13 fevereiro 2025

O Muro da Vergonha (45)

 (Continuação daqui)


No caminho


45. Pedro, Tiago y Juan

O Caminho de Santiago tem grandes e variados significados para mim. Um deles é o de ser uma expressão do sonho americano porque no Caminho de Santiago ninguém se atravessa no seu caminho. 

Já o fiz quatro vezes e no Sábado passado estive no lançamento do livro "Bom Caminho", de Artur Filipe dos Santos (cf. aqui), no Corte Inglês, em Vila Nova de Gaia. No final, permitiram-me exprimir um outro significado - seguramente, o maior de todos -, que o Caminho tem para mim.

A primeira vez que fiz o Caminho foi em 2015, sozinho, desde o Porto até Santiago de Compostela, demorei onze dias. Como acontece com as pessoas que já viveram a experiência (que é bastante diferente de ir a Fátima), todas as preocupações e incómodos do dia-a-dia ficam para trás perfeitamente esquecidos, e o espírito voa livremente pelo Caminho.

Foi num desses momento, já em terras da Galiza, que fiz uma descoberta surpreendente. Na altura, tinha cinco netos, dos quais dois eram rapazes,  o Tiago, com quatro anos, e o João com apenas um ano de idade.

Ocorreu-me que Pedro, Tiago e João eram os três apóstolos preferidos de Cristo. Eram eles que Cristo chamava para as missões especiais. Foram Pedro, Tiago e João que Cristo chamou para  testemunhar a ressurreição da filha de Jairo, foram também eles que testemunharam a transfiguração de Cristo no Monte Tabor. Foram ainda Pedro, Tiago e João que acompanharam Cristo na noite em que foi traído (cf. aqui).

O facto de Pedro, Tiago e João se juntarem agora na minha própria família não era a única coincidência. Havia outras. O apóstolo Pedro, o chefe, era o mais velho dos três, Tiago vinha a seguir, e João era o mais novo. E o mesmo acontecia agora, o Pedro era o mais velho, seguido do Tiago e do João. Além disso - talvez a maior coincidência de todas -, os apóstolos Tiago e João eram irmãos, filhos de Salomé e Zebedeu, e isso acontecia agora também, só que desta vez os pais se chamavam Sílvia e Ricardo.

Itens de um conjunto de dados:
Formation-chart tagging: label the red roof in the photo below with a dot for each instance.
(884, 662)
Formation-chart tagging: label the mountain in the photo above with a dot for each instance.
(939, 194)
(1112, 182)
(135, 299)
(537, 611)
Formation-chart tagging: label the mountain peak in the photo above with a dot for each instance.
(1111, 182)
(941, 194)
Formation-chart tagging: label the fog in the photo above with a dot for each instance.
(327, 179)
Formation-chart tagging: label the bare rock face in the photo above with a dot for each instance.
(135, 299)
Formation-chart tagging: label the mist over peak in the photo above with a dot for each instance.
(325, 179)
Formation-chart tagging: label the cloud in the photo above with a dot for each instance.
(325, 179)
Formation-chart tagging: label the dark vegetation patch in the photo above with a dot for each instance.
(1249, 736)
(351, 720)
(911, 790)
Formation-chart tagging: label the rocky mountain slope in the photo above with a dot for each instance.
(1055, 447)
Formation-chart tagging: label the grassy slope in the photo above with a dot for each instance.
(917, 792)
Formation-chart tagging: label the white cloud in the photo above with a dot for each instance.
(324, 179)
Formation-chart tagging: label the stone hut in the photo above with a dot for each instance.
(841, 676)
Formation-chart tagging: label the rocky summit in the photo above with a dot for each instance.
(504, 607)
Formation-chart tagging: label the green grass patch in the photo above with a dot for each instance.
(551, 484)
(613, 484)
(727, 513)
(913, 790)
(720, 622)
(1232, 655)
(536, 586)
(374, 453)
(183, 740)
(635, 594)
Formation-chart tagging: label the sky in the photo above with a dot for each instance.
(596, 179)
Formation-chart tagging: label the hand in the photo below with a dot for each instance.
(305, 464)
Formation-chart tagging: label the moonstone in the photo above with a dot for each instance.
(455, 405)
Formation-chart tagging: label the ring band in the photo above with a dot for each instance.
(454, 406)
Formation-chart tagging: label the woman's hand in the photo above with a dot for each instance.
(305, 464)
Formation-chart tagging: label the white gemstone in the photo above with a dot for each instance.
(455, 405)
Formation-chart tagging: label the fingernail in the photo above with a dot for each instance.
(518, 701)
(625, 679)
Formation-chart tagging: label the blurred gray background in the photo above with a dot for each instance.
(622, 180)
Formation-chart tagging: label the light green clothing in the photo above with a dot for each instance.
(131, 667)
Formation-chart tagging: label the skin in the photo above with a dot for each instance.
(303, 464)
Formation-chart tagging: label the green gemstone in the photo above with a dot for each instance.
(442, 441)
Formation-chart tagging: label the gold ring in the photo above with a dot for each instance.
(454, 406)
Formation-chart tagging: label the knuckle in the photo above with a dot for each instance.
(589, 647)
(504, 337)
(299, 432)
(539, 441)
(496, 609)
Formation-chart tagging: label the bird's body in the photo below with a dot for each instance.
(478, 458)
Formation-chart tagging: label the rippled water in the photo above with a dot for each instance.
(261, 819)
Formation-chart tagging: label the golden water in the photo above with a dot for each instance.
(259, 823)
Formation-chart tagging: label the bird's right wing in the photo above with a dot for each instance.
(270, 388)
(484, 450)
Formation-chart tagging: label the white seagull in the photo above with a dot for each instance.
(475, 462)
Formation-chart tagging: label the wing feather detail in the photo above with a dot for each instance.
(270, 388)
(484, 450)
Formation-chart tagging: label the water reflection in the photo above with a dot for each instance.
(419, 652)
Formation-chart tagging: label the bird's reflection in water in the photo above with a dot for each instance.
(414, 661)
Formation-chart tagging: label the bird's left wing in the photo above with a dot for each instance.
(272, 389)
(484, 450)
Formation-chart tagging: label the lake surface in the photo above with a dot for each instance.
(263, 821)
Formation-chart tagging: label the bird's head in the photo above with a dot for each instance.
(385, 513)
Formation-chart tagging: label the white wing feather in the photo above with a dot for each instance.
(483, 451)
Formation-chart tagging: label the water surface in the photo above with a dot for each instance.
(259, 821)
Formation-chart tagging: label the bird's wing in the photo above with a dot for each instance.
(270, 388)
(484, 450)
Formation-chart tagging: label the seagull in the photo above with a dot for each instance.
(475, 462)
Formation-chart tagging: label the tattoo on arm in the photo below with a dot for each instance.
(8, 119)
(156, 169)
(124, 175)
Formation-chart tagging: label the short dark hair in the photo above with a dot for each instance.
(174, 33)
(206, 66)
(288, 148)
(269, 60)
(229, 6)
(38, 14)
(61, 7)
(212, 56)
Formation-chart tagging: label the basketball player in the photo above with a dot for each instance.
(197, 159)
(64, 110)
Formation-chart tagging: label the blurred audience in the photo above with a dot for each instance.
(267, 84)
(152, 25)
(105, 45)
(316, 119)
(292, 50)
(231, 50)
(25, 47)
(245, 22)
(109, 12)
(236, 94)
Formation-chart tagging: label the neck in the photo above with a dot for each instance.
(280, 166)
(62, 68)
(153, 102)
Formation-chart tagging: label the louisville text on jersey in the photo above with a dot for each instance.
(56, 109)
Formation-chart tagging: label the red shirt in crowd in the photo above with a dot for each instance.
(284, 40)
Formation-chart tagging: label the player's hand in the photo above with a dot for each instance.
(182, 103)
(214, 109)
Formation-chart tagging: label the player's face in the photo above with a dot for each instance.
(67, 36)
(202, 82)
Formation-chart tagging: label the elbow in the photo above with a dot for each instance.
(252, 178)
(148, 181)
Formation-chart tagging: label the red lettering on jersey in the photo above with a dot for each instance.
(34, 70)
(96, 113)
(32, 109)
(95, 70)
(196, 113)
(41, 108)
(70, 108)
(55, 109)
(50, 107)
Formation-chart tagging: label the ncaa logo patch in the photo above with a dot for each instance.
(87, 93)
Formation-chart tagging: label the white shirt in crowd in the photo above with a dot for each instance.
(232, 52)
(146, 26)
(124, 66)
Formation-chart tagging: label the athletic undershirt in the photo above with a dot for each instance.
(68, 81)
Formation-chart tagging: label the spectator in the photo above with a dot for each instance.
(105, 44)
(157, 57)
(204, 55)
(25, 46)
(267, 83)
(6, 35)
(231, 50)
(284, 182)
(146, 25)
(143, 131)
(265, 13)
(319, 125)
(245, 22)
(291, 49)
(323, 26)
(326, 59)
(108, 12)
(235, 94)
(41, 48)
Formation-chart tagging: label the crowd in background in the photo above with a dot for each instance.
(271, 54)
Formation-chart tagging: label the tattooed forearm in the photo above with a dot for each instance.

Tarefa escrita 1: Reescreve o excerto sobre o Caminho de Santiago, começando em "Já o fiz quatro" e seguindo até "livremente pelo Caminho.", e substitui "onze dias" por "doze dias".
Tarefa escrita 2: No excerto sobre o Caminho de Santiago, em que ano foi feito o Caminho pela primeira vez?
Tarefa escrita 3: Prossegue o excerto sobre o Caminho de Santiago a partir da última frase apresentada.
As linhas são material independente do excerto.

Resposta 1:
Já o fiz quatro vezes e no Sábado passado estive no lançamento do livro "Bom Caminho", de Artur Filipe dos Santos (cf. aqui), no Corte Inglês, em Vila Nova de Gaia. No final, permitiram-me exprimir um outro significado - seguramente, o maior de todos -, que o Caminho tem para mim.

A primeira vez que fiz o Caminho foi em 2015, sozinho, desde o Porto até Santiago de Compostela, demorei doze dias. Como acontece com as pessoas que já viveram a experiência (que é bastante diferente de ir a Fátima), todas as preocupações e incómodos do dia-a-dia ficam para trás perfeitamente esquecidos, e o espírito voa livremente pelo Caminho.

Resposta 2: Em 2015.

Resposta 3:
Fiquei à espera do dia em que eu mais os meus netos Tiago e João pudéssemos fazer em conjunto o Caminho de Santiago. O sonho concretizou-se sete anos depois, nas férias da Páscoa, em Abril de 2023. Fizemos a peregrinação de Pontevedra até Santiago de Compostela, três dias a caminhar, num total de cerca de 70 Km, pernoitando em Caldas de Reys e Padrón. Eu tinha na altura 69 anos (e, como o Pedro original, fui o chefe da missão), o Tiago tinha onze e o João somente oito, eles eram os mais jovens peregrinos no Caminho.


Tiago e João, a caminho


No regresso, Tiago e João divertiram-se com o apóstolo Pedro, o chefe, confidenciando alegremente à família: "Quando alguém passava por nós, o avô dizia: 'Pedro, Tiago y Juan, los três apóstolos preferidos de Cristo!' ".

E, na realidade, foi assim. No dia do regresso ao Porto, que era Domingo de Páscoa, enquanto esperávamos o comboio na estação de Santiago de Compostela, quatro beldades madrilenas, que se tinham cruzado connosco no Caminho por várias vezes, e que nesse dia também regressavam a casa, ao ver-nos, exclamaram em uníssono, dirigindo-se a mim: "El abuelo!".

Foi a suprema felicidade. A missão especial estava cumprida.


No dia seguinte à chegada, em frente à Catedral de Santiago 


Meses depois, em França, contei a experiência a uma senhora que conhecia bem o Caminho de Santiago, lembrando que Pierre, Jacques et Jean era os três apóstolos que Cristo chamava para as missões especiais. E acrescentei: "Na idade em que estou já não devo ter nenhuma missão especial a cumprir na vida, mas os meus netos ainda devem ter".

Foi quando ela me respondeu:

-Olhe que não, até ao último dia pode ter sempre mais uma missão para cumprir.

E eu acreditei.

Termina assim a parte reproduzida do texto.